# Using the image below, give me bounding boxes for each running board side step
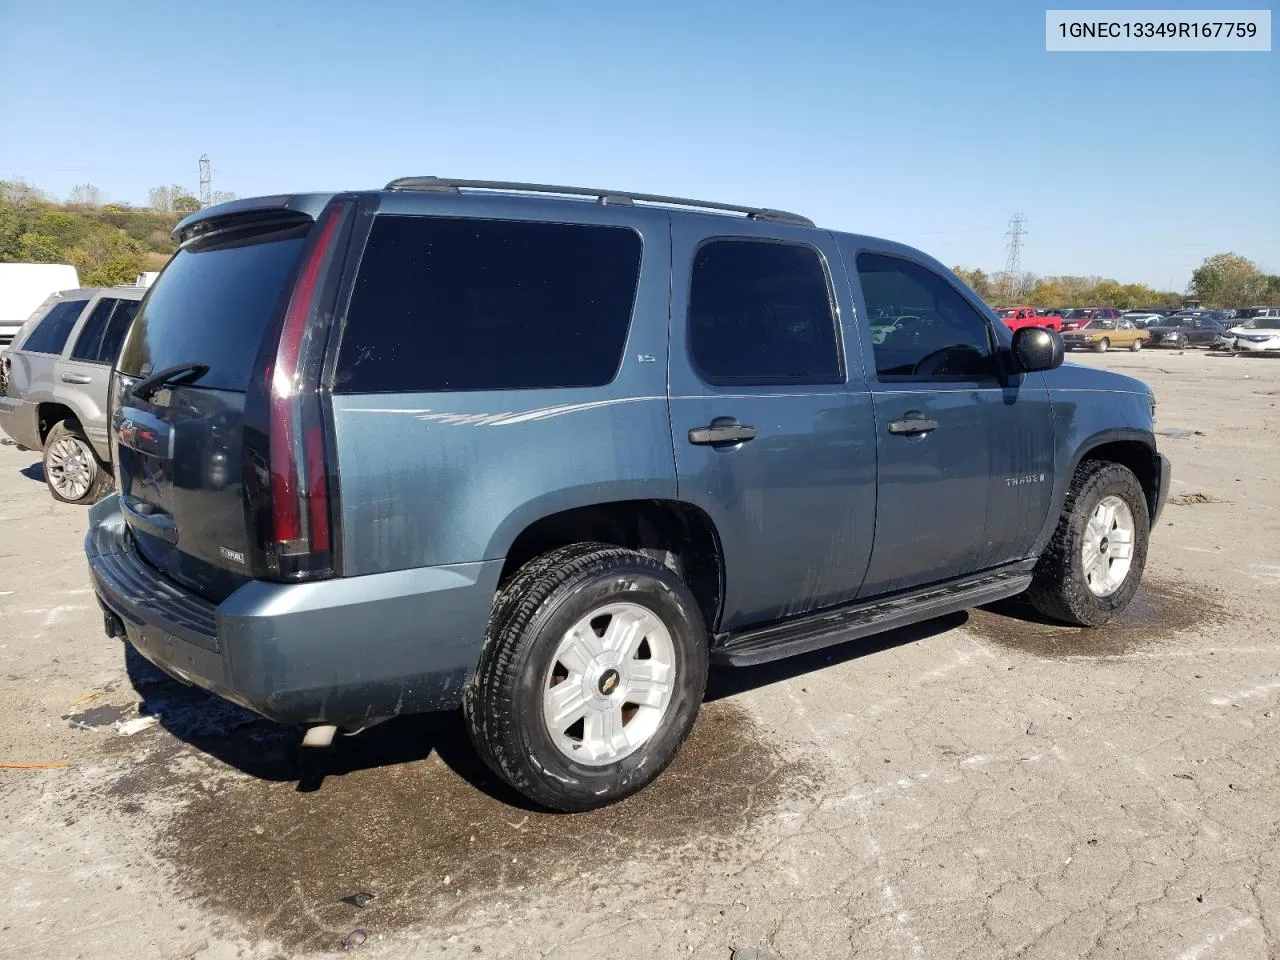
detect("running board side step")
[711,564,1034,667]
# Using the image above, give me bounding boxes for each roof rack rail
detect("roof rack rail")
[383,176,814,228]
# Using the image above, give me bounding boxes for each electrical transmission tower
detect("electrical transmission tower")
[198,154,212,208]
[1003,214,1027,299]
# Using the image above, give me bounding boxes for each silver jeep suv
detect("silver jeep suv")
[0,287,144,502]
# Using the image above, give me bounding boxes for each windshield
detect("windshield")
[997,309,1015,317]
[1242,317,1280,330]
[1083,319,1116,330]
[1062,309,1091,319]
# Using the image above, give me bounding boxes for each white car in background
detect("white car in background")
[1229,312,1280,353]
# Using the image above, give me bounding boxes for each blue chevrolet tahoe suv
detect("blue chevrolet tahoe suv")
[86,178,1170,811]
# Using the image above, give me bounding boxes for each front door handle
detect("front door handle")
[61,373,92,384]
[888,414,938,436]
[689,417,757,446]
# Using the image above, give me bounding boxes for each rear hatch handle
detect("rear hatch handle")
[120,495,179,543]
[128,362,209,401]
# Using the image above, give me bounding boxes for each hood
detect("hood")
[1231,326,1280,336]
[1040,362,1151,397]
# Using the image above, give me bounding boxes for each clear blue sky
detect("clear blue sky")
[1,0,1275,289]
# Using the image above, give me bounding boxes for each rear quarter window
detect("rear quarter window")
[20,300,87,355]
[334,216,643,394]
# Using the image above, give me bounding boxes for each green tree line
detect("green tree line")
[953,253,1280,310]
[0,179,211,287]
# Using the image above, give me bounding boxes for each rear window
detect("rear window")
[334,216,642,394]
[21,300,87,355]
[117,228,305,391]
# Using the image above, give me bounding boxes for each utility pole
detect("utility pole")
[198,154,212,208]
[1004,214,1026,300]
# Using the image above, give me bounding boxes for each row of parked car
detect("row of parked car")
[994,304,1280,353]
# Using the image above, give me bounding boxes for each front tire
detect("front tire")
[1026,461,1150,626]
[1130,338,1143,351]
[464,542,709,811]
[1094,338,1110,353]
[42,420,112,504]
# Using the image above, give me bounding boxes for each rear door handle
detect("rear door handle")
[888,415,938,436]
[120,495,179,543]
[61,373,92,384]
[689,418,757,446]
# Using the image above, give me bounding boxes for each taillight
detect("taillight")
[265,200,350,577]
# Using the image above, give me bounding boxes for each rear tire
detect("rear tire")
[1130,338,1143,351]
[42,420,112,505]
[464,542,709,811]
[1027,461,1150,626]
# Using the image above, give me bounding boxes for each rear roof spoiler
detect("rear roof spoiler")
[172,194,335,245]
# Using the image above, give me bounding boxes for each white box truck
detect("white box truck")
[0,263,81,347]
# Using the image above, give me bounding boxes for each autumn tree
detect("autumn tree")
[1190,253,1280,308]
[951,266,995,301]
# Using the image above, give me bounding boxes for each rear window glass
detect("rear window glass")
[334,216,642,394]
[117,229,305,391]
[21,300,86,355]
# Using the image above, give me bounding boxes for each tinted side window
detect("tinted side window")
[97,300,140,363]
[70,299,119,361]
[336,216,642,394]
[855,253,997,380]
[21,300,87,355]
[687,240,841,385]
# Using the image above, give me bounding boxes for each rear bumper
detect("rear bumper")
[86,493,502,726]
[0,395,40,450]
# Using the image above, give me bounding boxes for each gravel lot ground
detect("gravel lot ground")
[2,348,1278,960]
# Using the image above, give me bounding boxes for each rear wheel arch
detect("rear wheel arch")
[36,402,78,442]
[496,499,725,634]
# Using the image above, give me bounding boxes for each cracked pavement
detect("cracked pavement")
[1,349,1277,959]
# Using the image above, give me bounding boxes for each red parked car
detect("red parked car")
[996,305,1062,333]
[1060,307,1123,332]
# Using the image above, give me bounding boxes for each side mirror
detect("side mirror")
[1012,326,1064,372]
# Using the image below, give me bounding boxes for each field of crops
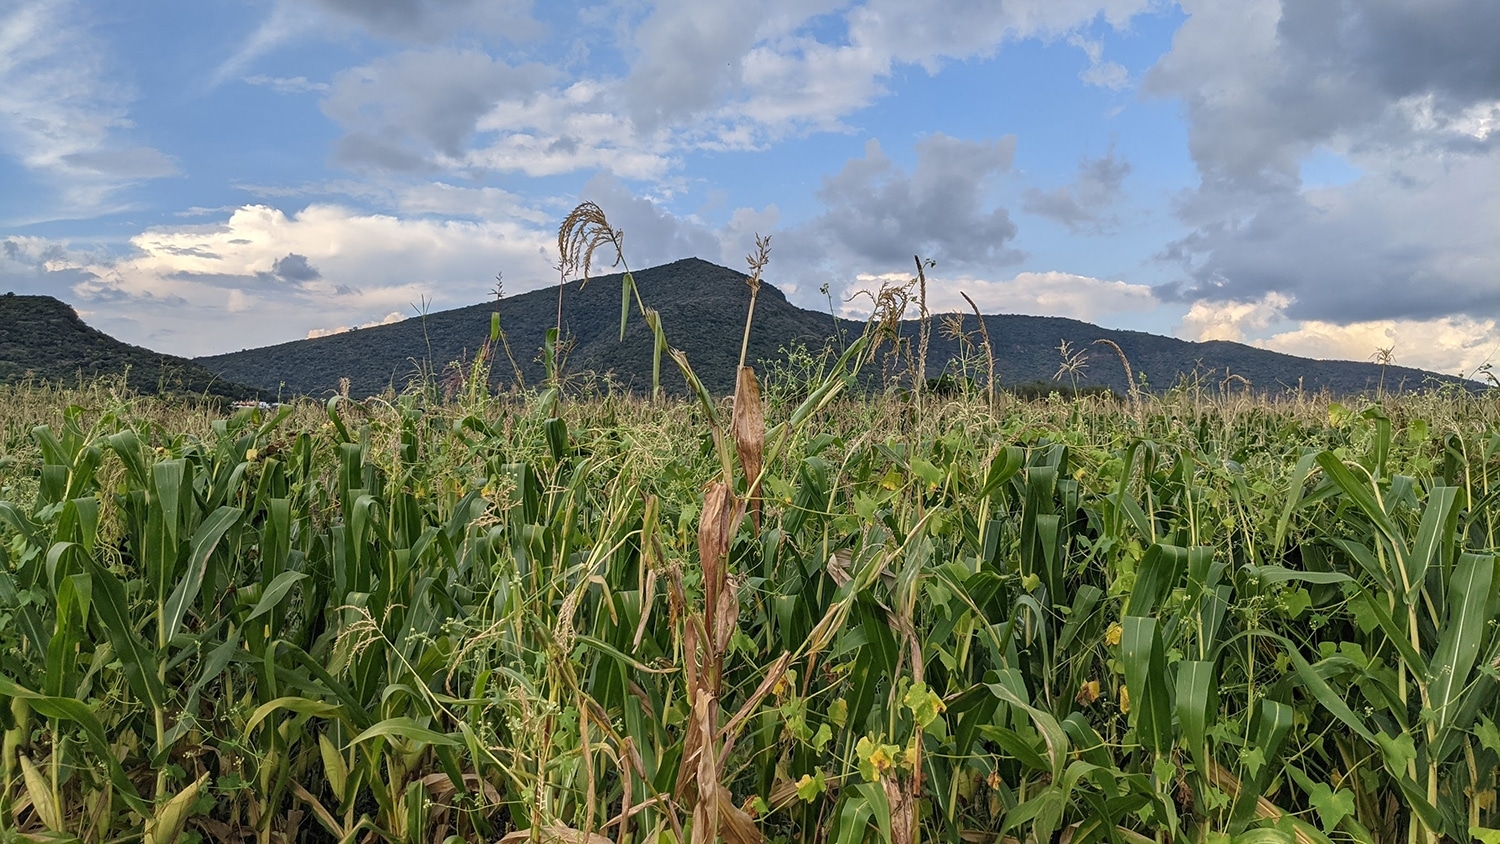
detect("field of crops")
[1,340,1498,844]
[2,209,1500,844]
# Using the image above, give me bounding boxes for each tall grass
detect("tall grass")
[0,207,1497,844]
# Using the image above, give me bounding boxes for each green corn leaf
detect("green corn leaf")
[1428,552,1496,737]
[0,674,150,816]
[1314,453,1405,560]
[161,505,242,644]
[82,556,166,715]
[349,717,462,748]
[1407,484,1460,605]
[1175,660,1216,765]
[244,570,306,624]
[1121,616,1173,754]
[244,696,346,736]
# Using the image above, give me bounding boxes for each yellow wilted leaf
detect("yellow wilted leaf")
[19,755,62,831]
[319,733,348,803]
[1119,685,1131,715]
[1105,622,1123,646]
[1076,680,1101,706]
[146,772,208,844]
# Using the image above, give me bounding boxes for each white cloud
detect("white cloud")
[840,270,1157,324]
[306,311,406,339]
[1176,291,1500,376]
[1177,293,1291,342]
[244,75,330,94]
[61,203,558,356]
[0,0,178,218]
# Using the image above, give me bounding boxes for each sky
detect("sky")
[1,0,1498,377]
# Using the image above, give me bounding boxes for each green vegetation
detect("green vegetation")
[0,208,1497,844]
[0,294,261,401]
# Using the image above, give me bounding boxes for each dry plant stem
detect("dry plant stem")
[914,255,930,399]
[960,291,995,407]
[738,235,771,371]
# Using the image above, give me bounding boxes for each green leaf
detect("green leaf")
[1428,552,1497,736]
[1476,716,1500,754]
[162,505,243,643]
[795,770,827,802]
[244,570,306,624]
[1471,828,1500,844]
[1121,616,1172,753]
[1175,660,1216,764]
[350,717,462,748]
[1375,731,1416,772]
[244,696,345,736]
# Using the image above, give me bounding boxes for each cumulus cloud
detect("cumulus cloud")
[793,134,1022,272]
[46,204,558,356]
[1146,0,1500,326]
[307,311,406,339]
[1176,291,1500,376]
[1021,143,1130,232]
[842,270,1157,323]
[322,48,554,170]
[293,0,1160,180]
[0,0,178,217]
[306,0,540,43]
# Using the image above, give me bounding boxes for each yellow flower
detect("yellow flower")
[245,448,259,463]
[869,745,894,777]
[1105,622,1123,646]
[1118,685,1131,714]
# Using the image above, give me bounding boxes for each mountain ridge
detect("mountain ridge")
[195,257,1467,398]
[0,292,261,400]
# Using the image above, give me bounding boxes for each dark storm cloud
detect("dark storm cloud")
[272,253,321,282]
[1145,0,1500,322]
[807,134,1023,268]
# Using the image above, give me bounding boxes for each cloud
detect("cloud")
[306,311,406,339]
[60,147,180,179]
[793,134,1022,271]
[1145,0,1500,326]
[1176,291,1500,376]
[0,0,178,217]
[322,48,554,170]
[52,203,558,356]
[842,269,1157,323]
[244,75,330,94]
[298,1,1160,181]
[1021,143,1130,232]
[306,0,541,43]
[1069,33,1130,90]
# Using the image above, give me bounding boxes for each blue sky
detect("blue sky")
[2,0,1498,376]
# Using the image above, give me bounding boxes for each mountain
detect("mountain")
[197,258,1467,398]
[0,293,261,400]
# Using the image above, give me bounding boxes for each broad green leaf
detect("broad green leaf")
[244,570,306,623]
[1428,553,1496,736]
[350,717,461,748]
[162,505,242,643]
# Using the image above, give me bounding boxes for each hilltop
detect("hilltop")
[0,293,261,400]
[197,258,1465,398]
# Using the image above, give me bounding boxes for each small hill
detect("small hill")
[197,258,1469,398]
[0,293,261,400]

——

=== PROBLEM STATEMENT ===
Everything in the listing should be repeated exactly except the pictures.

=== REPLY TO THE TASK ===
# Using the image below, give me bounding boxes for each running board side step
detect("running board side step")
[711,564,1034,667]
# Using the image above, give me bounding boxes for each roof rack rail
detect("roof rack rail")
[383,176,814,228]
# Using the image above, give me bounding boxes for each electrical transmission tower
detect("electrical transmission tower")
[198,154,212,208]
[1003,214,1027,299]
# Using the image above, give me bounding boxes for each silver jeep suv
detect("silver jeep suv")
[0,287,144,502]
# Using the image above, give me bounding boxes for each windshield
detect("windshield")
[997,309,1015,317]
[1242,317,1280,330]
[1083,319,1116,330]
[1062,309,1091,319]
# Using the image above, give me bounding boxes for each white car in background
detect("white car in background")
[1229,312,1280,353]
# Using the image above, give me bounding boxes for each blue chevrolet tahoe suv
detect("blue chevrolet tahoe suv")
[86,178,1170,811]
# Using the image above, give me bounding boxes for each front door handle
detect("front door handle")
[61,373,92,384]
[888,414,938,436]
[689,417,757,446]
# Using the image above, give me bounding boxes for each rear hatch handle
detect("rear hatch handle")
[120,495,179,543]
[128,362,209,401]
# Using the image above, give me bounding boxes for each hood
detect("hood")
[1231,326,1280,336]
[1040,362,1151,397]
# Using the image above, give me bounding boxes for each clear blue sky
detect("clear blue sky")
[1,0,1275,289]
# Using the image above, give me bounding boxes for each rear quarter window
detect("rear quarter window")
[20,300,87,355]
[334,216,643,394]
# Using the image above, give me bounding boxes for each green tree line
detect("green tree line")
[953,253,1280,310]
[0,179,211,287]
# Using the image above, give me bounding boxes for each rear window
detect("rear window")
[334,216,642,394]
[21,300,87,355]
[117,228,305,391]
# Using the image above, give me bounding boxes for each utility pole
detect("utility pole")
[198,154,212,208]
[1004,214,1026,300]
# Using the image above, give me bounding boxes for each row of parked car
detect("row of parked car")
[994,304,1280,353]
# Using the image above, give me bounding boxes for each front tire
detect("front tire")
[1026,461,1150,626]
[1130,338,1143,351]
[464,542,709,811]
[1094,338,1110,353]
[42,420,112,504]
# Using the image above, give me bounding boxes for each rear door handle
detect("rear door handle")
[888,415,938,436]
[120,495,179,543]
[61,373,92,384]
[689,418,757,446]
# Using the image above, give me bounding boxes for each taillight
detect("taillight")
[265,200,350,577]
# Using the image above, give me bounding boxes for each rear tire
detect("rear tire")
[1130,338,1143,351]
[42,420,112,505]
[464,542,709,811]
[1027,461,1150,626]
# Using the image above, give me bounding boxes for each rear roof spoiler
detect("rear roof spoiler")
[172,194,335,245]
# Using the image above, give me bounding boxes for each white box truck
detect("white box truck")
[0,263,81,347]
# Using the image above, give me bounding boxes for each autumn tree
detect("autumn tree")
[1190,253,1280,308]
[951,266,995,301]
# Using the image above, give me bounding boxes for each rear window glass
detect("rear window glass")
[334,216,642,394]
[117,229,305,391]
[21,300,86,355]
# Using the image above, give me bounding boxes for each tinted side window
detect("tinted side window")
[97,300,140,363]
[70,299,119,361]
[336,216,642,394]
[855,253,997,380]
[21,300,87,355]
[687,240,841,385]
# Using the image above, give me bounding boxes for each rear bumper
detect("rear bumper")
[86,493,502,726]
[0,395,40,450]
# Using the image above, give me bounding boxes for each gravel lot ground
detect("gravel lot ground")
[2,348,1278,960]
# Using the image above, give me bounding boxes for each rear wheel arch
detect("rear wheel arch")
[36,402,78,442]
[496,499,725,634]
# Using the image above, give me bounding boxes for each cracked pavement
detect("cracked pavement")
[1,349,1277,959]
# Using the image above, give me bounding boxes for each red parked car
detect("red parked car")
[996,305,1062,333]
[1060,307,1123,332]
# Using the image above, give me bounding boxes for each side mirror
detect("side mirror")
[1012,326,1064,372]
# Using the image below, give me bounding boxes for each field of crops
detect("field of crops")
[1,340,1498,844]
[2,209,1500,844]
# Using the image above, give me bounding boxes for each tall grass
detect("tall grass")
[0,207,1497,844]
# Using the image above, give me bounding boxes for each green corn leaf
detect("green corn leaf")
[1428,552,1496,737]
[0,674,150,816]
[1314,453,1405,560]
[161,505,242,644]
[82,556,166,715]
[349,717,462,748]
[1407,484,1460,605]
[1175,660,1216,765]
[244,570,306,624]
[1121,616,1173,754]
[244,696,346,736]
# Using the image above, give me bounding boxes for each yellow wilted leaf
detect("yellow wilted leaf")
[19,755,62,831]
[319,733,348,803]
[1119,685,1131,715]
[1105,622,1123,646]
[1076,680,1101,706]
[146,772,208,844]
# Using the image above, give me bounding boxes for each white cloud
detect("white cloud")
[840,270,1157,324]
[306,311,406,339]
[1176,291,1500,376]
[1177,293,1291,342]
[244,75,330,94]
[61,203,558,356]
[0,0,178,218]
# Using the image above, give me bounding boxes for each sky
detect("sky")
[1,0,1498,377]
# Using the image above, give me bounding boxes for each green vegetation
detect("green vegetation")
[0,208,1497,844]
[0,294,261,401]
# Using the image above, give me bounding boxes for each dry plant stem
detect("dry plant stem")
[914,255,930,399]
[960,291,995,407]
[738,235,771,371]
# Using the image above, give me bounding boxes for each green leaf
detect("green leaf")
[1428,552,1497,736]
[1476,716,1500,754]
[162,505,243,643]
[795,770,827,802]
[244,570,306,624]
[1471,828,1500,844]
[1121,616,1172,753]
[1175,660,1216,764]
[350,717,462,748]
[1375,731,1416,772]
[244,696,345,736]
# Using the image above, give me bounding boxes for each cumulus cloud
detect("cumulus cloud")
[793,134,1022,272]
[46,204,558,356]
[1146,0,1500,326]
[307,311,406,339]
[1176,291,1500,376]
[1021,143,1130,232]
[842,270,1157,323]
[322,48,554,170]
[293,0,1160,180]
[0,0,178,217]
[306,0,540,43]
# Using the image above, give me bounding boxes for each yellow flower
detect("yellow flower")
[245,448,259,463]
[869,745,894,777]
[1105,622,1123,646]
[1118,685,1131,714]
# Using the image above, give me bounding boxes for each mountain ridge
detect("mountain ridge")
[195,257,1467,398]
[0,292,261,400]
# Using the image above, give me bounding boxes for each dark storm cloud
detect("dark storm cloud")
[272,253,321,282]
[1145,0,1500,322]
[807,134,1023,268]
# Using the image above, give me bounding boxes for each cloud
detect("cloud")
[306,311,406,339]
[60,147,180,179]
[793,134,1022,271]
[1145,0,1500,326]
[1176,291,1500,376]
[0,0,178,217]
[322,48,554,170]
[52,203,558,356]
[842,269,1157,323]
[244,75,330,94]
[298,1,1160,181]
[1021,143,1130,232]
[306,0,541,43]
[1069,33,1130,90]
# Using the image above, give me bounding boxes for each blue sky
detect("blue sky")
[2,0,1498,376]
# Using the image above, give me bounding boxes for each mountain
detect("mountain")
[197,258,1467,398]
[0,293,261,400]
# Using the image above, give me bounding boxes for each broad green leaf
detect("broad green leaf")
[244,570,306,623]
[1428,553,1496,736]
[350,717,461,748]
[162,505,242,643]
# Using the image above, give me bounding boxes for each hilltop
detect("hilltop")
[0,293,261,400]
[197,258,1465,398]
# Using the image above, give me bounding boxes for each small hill
detect("small hill")
[197,258,1469,398]
[0,293,261,400]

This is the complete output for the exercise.